◆ Aim a
Return, word for word, the part of the passage on Polaroid cameras that opens with the words containing "It never needs" and closes with "to my subject.".

◆ Text extract
Grant Hamilton - Polaroids

Polaroid cameras are magical.

In my pocket, I carry a medium-format, single lens reflex camera that folds flat.

It never needs batteries because they are in the film pack-each new cartridge provides 10 sheets of film and the power to develop them.

When I press the red button on my 30 year-old SX-70, a sonar wave is sent out from the camera to measure the distance to my subject.

As the bounced wave returns to the camera, the auto-focus adjusts the lens within a fraction of a second.

Next, sophisticated electronics calculate the amount of light needed to properly expose the picture and the aperture and shutter-speed are set.

The Fresnel lens that had been redirecting the light to the viewfinder, flips up to reveal a mirror on its undersurface.

This mirror reflects the incoming light downward onto the film.

Once the film is exposed, it is ejected from the front of the camera.

◆ Aim b
How many lines of the entries below contain the string "board"? Reply with the number only.

◆ Supplied records
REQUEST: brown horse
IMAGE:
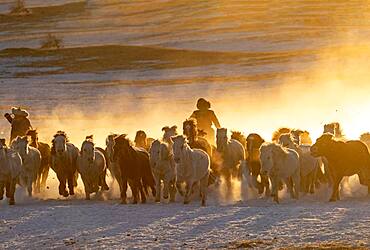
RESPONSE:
[134,130,154,152]
[182,118,217,185]
[247,133,270,196]
[113,134,156,204]
[311,134,370,201]
[51,131,79,197]
[27,129,51,192]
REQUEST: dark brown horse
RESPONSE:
[182,118,212,158]
[182,118,217,185]
[113,135,156,204]
[134,130,154,152]
[311,134,370,201]
[247,133,270,196]
[51,131,79,197]
[27,129,51,192]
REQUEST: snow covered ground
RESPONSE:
[0,175,370,249]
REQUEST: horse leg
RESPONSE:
[67,173,75,195]
[35,169,42,193]
[199,173,209,207]
[176,182,185,196]
[121,177,127,204]
[271,176,280,203]
[100,169,109,191]
[285,177,294,199]
[137,181,146,204]
[57,174,69,197]
[0,182,6,201]
[27,175,33,197]
[81,175,91,200]
[129,180,140,204]
[154,174,161,202]
[6,179,17,205]
[184,181,193,204]
[169,180,176,202]
[41,165,50,190]
[163,180,170,200]
[329,176,343,202]
[261,175,272,197]
[291,172,300,200]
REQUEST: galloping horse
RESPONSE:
[27,129,51,192]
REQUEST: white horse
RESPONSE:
[172,135,210,206]
[105,134,123,192]
[260,142,300,203]
[150,140,176,202]
[215,128,245,187]
[77,137,109,200]
[11,136,41,197]
[162,125,177,146]
[0,143,22,205]
[51,131,79,197]
[279,134,322,194]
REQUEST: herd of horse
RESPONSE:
[0,119,370,206]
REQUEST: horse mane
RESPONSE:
[261,142,289,154]
[114,134,134,147]
[271,127,292,142]
[134,130,147,142]
[198,129,207,137]
[182,118,198,137]
[26,129,38,136]
[52,130,69,144]
[324,122,344,138]
[162,125,177,132]
[360,132,370,142]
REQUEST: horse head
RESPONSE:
[11,136,29,159]
[81,135,95,163]
[113,134,134,161]
[26,129,39,148]
[310,133,334,157]
[134,130,147,148]
[149,140,161,168]
[278,133,296,148]
[231,131,247,147]
[216,128,228,152]
[171,135,187,163]
[51,131,68,155]
[260,142,288,175]
[162,125,177,142]
[105,134,118,162]
[182,118,198,140]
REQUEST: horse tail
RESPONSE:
[142,154,156,196]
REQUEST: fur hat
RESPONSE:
[197,98,211,109]
[12,107,29,117]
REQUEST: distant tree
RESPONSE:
[10,0,31,16]
[41,33,63,49]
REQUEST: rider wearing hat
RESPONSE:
[4,107,32,141]
[190,98,221,144]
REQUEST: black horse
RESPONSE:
[113,135,156,204]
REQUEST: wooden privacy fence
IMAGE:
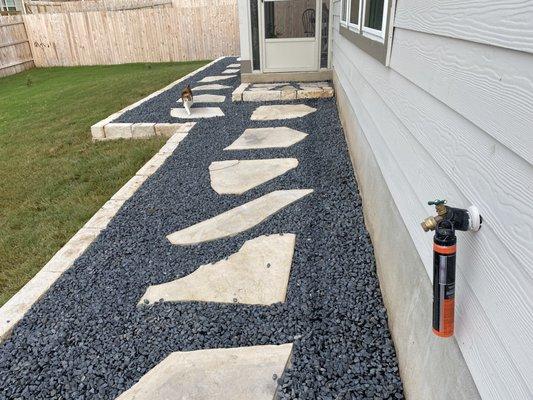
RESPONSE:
[0,15,34,77]
[24,0,172,14]
[24,0,239,67]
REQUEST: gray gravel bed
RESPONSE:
[0,58,403,400]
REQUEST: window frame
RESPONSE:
[359,0,391,43]
[346,0,365,33]
[340,0,392,43]
[339,0,396,66]
[340,0,351,28]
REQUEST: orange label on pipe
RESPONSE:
[433,299,455,337]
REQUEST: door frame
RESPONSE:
[257,0,320,73]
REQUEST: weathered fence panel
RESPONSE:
[0,15,34,77]
[24,0,239,67]
[24,0,172,14]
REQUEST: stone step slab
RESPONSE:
[209,158,298,194]
[224,126,307,150]
[117,343,292,400]
[167,189,313,246]
[251,104,316,121]
[198,75,236,83]
[139,234,296,306]
[178,93,226,103]
[170,107,224,119]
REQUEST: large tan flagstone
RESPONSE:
[167,189,313,246]
[178,93,226,103]
[117,343,292,400]
[198,75,236,83]
[139,234,296,305]
[224,126,307,150]
[170,107,224,119]
[250,104,316,121]
[209,158,298,194]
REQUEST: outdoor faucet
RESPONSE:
[421,199,483,232]
[422,199,483,338]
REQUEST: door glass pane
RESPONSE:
[341,0,348,22]
[320,0,329,68]
[350,0,359,25]
[365,0,385,31]
[265,0,316,39]
[250,0,261,71]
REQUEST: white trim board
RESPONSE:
[91,57,223,141]
[0,130,193,343]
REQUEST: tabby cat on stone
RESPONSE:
[181,85,194,115]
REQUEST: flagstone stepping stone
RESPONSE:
[139,234,296,306]
[170,107,224,119]
[167,189,313,246]
[224,126,307,150]
[198,75,236,83]
[251,104,316,121]
[252,82,290,89]
[178,93,226,103]
[117,343,292,400]
[192,83,231,93]
[209,158,298,194]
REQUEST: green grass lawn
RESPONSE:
[0,62,205,305]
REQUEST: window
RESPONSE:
[341,0,389,41]
[265,0,317,39]
[339,0,394,64]
[363,0,387,38]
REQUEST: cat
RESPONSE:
[181,85,194,115]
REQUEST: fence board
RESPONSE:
[23,0,239,67]
[0,15,34,77]
[24,0,171,14]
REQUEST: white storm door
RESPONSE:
[259,0,321,72]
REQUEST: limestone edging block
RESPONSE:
[167,189,313,246]
[250,104,316,121]
[209,158,298,194]
[170,107,224,119]
[117,343,292,400]
[192,83,231,93]
[131,122,155,139]
[224,126,307,150]
[139,234,296,305]
[198,75,236,83]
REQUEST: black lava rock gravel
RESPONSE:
[0,58,403,400]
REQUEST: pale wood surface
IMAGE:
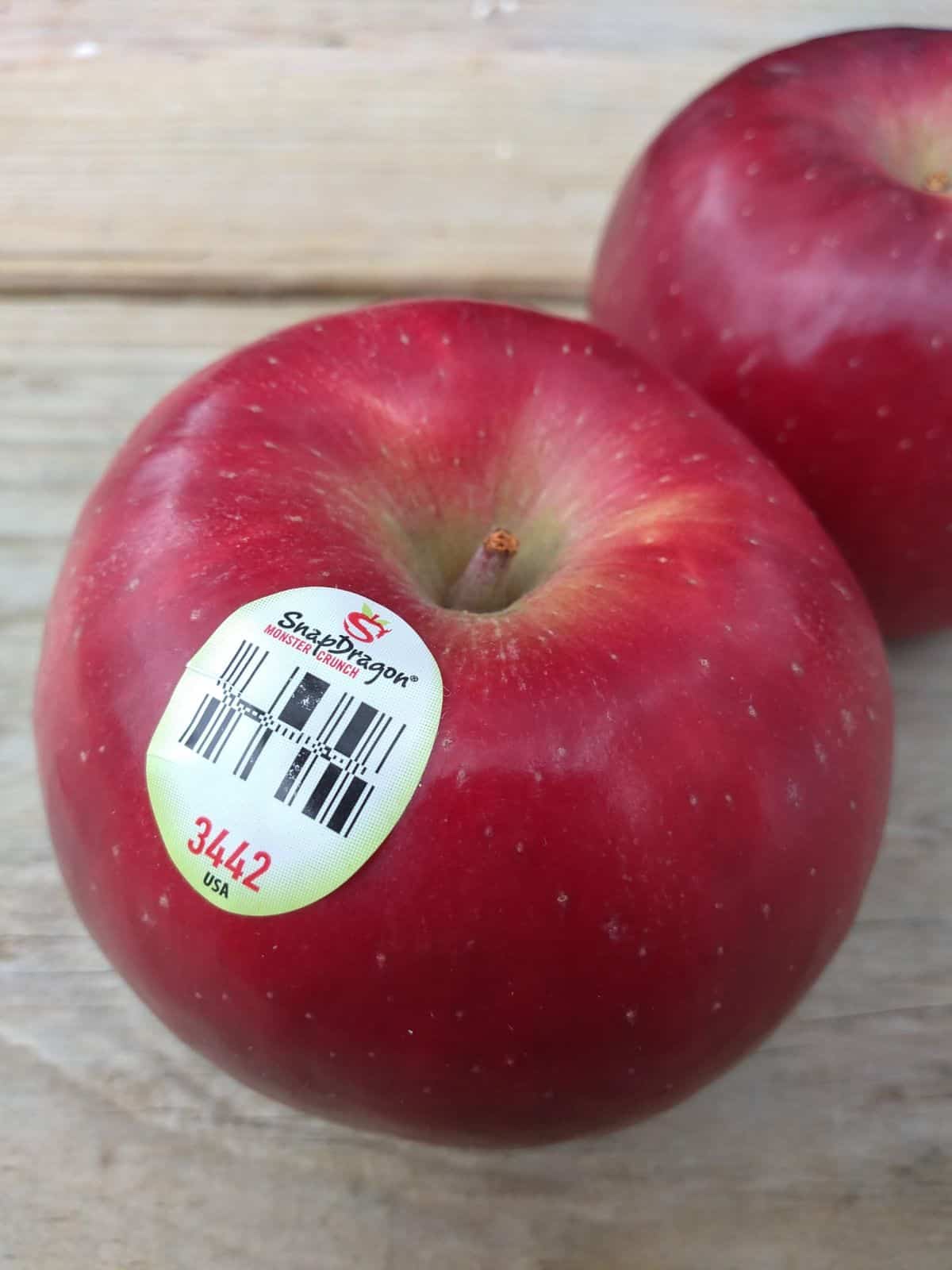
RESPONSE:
[0,301,952,1270]
[0,0,952,296]
[0,0,952,1270]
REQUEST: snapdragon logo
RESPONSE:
[275,605,417,688]
[344,605,390,644]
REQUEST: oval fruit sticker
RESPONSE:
[146,587,443,917]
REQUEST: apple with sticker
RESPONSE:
[36,301,892,1145]
[592,28,952,637]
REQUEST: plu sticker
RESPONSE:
[146,587,443,917]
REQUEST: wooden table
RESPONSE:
[0,0,952,1270]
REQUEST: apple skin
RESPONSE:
[590,29,952,637]
[36,301,892,1145]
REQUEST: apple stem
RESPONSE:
[447,529,519,614]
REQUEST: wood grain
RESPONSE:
[0,0,948,298]
[0,300,952,1270]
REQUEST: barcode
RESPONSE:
[179,640,406,838]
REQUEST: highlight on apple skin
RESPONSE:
[36,301,892,1145]
[590,29,952,637]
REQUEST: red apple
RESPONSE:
[36,302,891,1143]
[592,29,952,637]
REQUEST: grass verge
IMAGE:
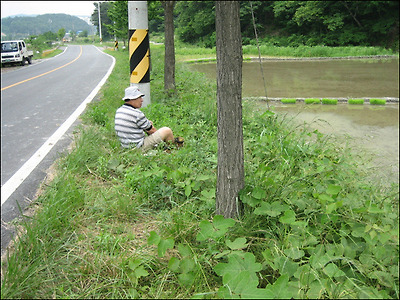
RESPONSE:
[369,99,386,105]
[347,99,364,105]
[1,47,399,299]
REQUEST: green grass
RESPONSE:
[369,99,386,105]
[347,99,364,105]
[281,99,296,104]
[321,98,338,105]
[1,47,399,299]
[304,98,321,104]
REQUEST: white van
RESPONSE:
[1,40,33,66]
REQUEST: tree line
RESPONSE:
[91,1,399,51]
[1,14,92,39]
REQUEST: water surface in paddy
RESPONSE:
[255,101,399,182]
[191,59,399,98]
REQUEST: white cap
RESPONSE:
[122,86,144,100]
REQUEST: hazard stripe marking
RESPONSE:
[129,29,150,83]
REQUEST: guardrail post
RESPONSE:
[128,1,151,107]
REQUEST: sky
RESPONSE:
[1,1,97,18]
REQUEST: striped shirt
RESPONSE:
[114,103,152,148]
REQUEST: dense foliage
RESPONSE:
[175,1,399,49]
[1,14,93,39]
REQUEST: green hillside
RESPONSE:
[1,14,94,39]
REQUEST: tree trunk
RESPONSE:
[215,1,244,218]
[162,1,175,93]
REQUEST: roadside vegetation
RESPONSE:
[1,45,399,299]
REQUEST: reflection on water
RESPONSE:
[191,59,399,98]
[258,101,399,182]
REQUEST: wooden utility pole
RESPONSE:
[128,1,151,107]
[162,1,175,93]
[215,1,244,218]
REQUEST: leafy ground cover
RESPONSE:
[1,46,399,299]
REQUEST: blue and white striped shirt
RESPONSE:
[114,103,152,148]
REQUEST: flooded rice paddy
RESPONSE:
[191,59,399,98]
[190,59,399,183]
[255,101,399,183]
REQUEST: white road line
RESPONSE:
[1,46,115,205]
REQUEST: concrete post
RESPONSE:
[128,1,151,107]
[97,1,103,44]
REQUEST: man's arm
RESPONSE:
[146,121,157,135]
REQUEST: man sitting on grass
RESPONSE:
[115,86,181,151]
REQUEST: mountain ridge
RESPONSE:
[1,13,96,39]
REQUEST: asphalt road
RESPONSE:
[1,45,114,255]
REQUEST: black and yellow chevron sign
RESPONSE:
[129,29,150,83]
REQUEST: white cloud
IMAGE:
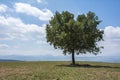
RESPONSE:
[14,3,53,21]
[104,26,120,39]
[0,4,8,12]
[36,0,42,3]
[101,26,120,56]
[0,44,9,49]
[0,16,45,40]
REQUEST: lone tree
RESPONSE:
[46,11,104,65]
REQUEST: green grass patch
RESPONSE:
[0,61,120,80]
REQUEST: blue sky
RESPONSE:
[0,0,120,60]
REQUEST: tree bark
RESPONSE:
[72,50,75,65]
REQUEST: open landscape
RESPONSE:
[0,0,120,80]
[0,61,120,80]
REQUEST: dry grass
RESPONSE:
[0,62,120,80]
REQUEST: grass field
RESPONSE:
[0,61,120,80]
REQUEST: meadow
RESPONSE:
[0,61,120,80]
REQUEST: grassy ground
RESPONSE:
[0,62,120,80]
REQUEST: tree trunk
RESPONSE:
[72,50,75,65]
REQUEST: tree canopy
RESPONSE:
[46,11,104,64]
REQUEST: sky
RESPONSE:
[0,0,120,58]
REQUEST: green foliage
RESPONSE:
[46,11,103,55]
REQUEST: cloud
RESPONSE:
[0,16,45,40]
[104,26,120,39]
[14,3,53,21]
[0,44,9,49]
[101,26,120,56]
[36,0,42,3]
[0,4,8,12]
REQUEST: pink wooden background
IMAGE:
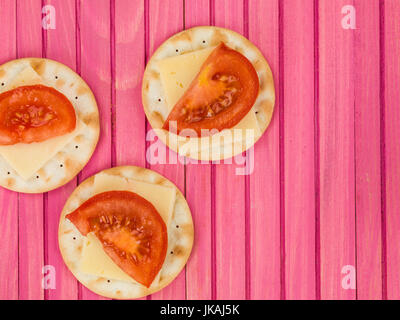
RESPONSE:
[0,0,400,299]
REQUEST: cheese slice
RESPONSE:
[158,47,261,153]
[0,66,84,180]
[80,173,176,285]
[158,47,215,113]
[0,123,84,180]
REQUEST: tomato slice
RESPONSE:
[0,85,76,145]
[66,191,168,287]
[163,43,259,136]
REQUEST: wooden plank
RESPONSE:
[45,0,78,300]
[113,0,146,299]
[146,0,186,300]
[212,0,246,299]
[350,0,382,300]
[185,0,213,299]
[283,0,316,299]
[79,0,112,299]
[248,0,281,300]
[114,0,146,167]
[17,0,44,299]
[381,0,400,299]
[319,0,356,299]
[0,0,18,300]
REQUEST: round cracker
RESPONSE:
[142,26,275,161]
[58,166,194,299]
[0,58,100,193]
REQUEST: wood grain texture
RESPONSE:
[212,0,246,299]
[44,0,78,300]
[283,0,315,299]
[146,0,186,300]
[17,0,44,299]
[79,0,112,299]
[381,0,400,299]
[185,0,215,299]
[0,0,18,300]
[248,0,281,299]
[354,0,382,300]
[319,0,356,299]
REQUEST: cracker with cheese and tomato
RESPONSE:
[58,166,194,299]
[142,26,275,161]
[0,58,100,193]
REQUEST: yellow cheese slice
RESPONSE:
[0,66,80,180]
[158,47,261,153]
[80,173,176,285]
[158,47,215,113]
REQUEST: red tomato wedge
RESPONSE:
[0,85,76,145]
[66,191,168,287]
[163,43,259,136]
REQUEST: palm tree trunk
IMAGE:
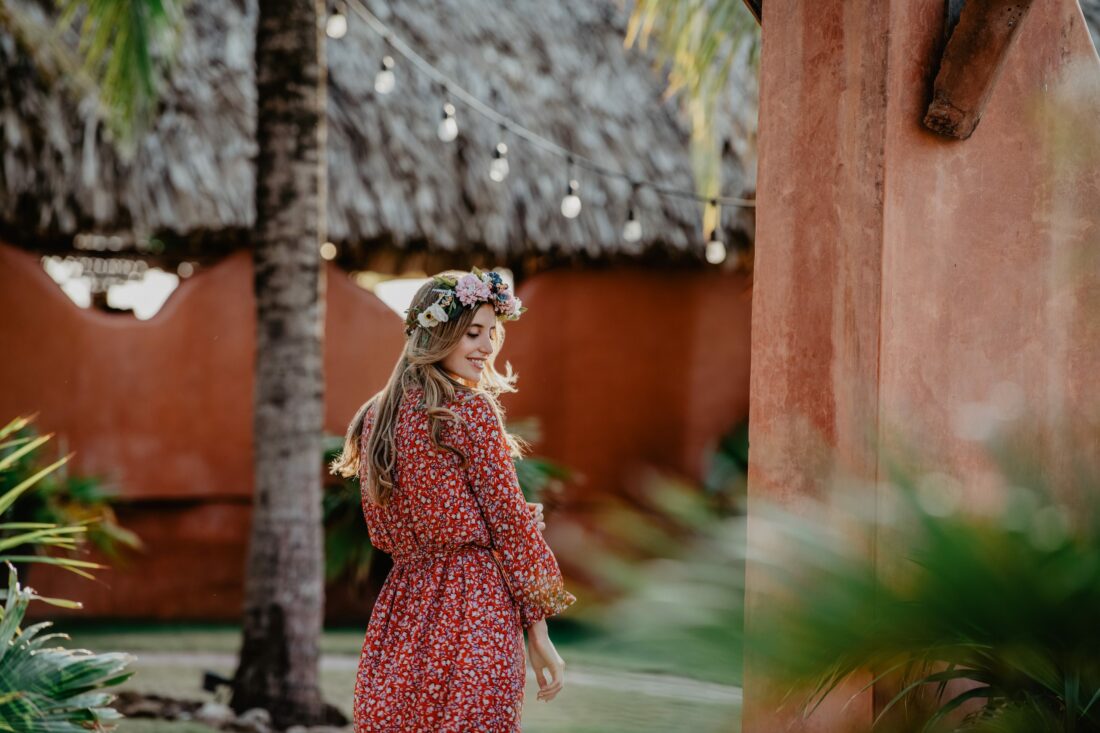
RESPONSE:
[232,0,326,729]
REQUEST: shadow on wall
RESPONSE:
[0,245,750,619]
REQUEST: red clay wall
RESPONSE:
[744,0,1100,733]
[0,245,749,620]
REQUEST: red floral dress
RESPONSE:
[353,386,576,733]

◆ Exercise answer a
It never needs batteries because they are in the film pack-each new cartridge provides 10 sheets of film and the power to develop them.

When I press the red button on my 30 year-old SX-70, a sonar wave is sent out from the camera to measure the distance to my subject.

◆ Exercise answer b
2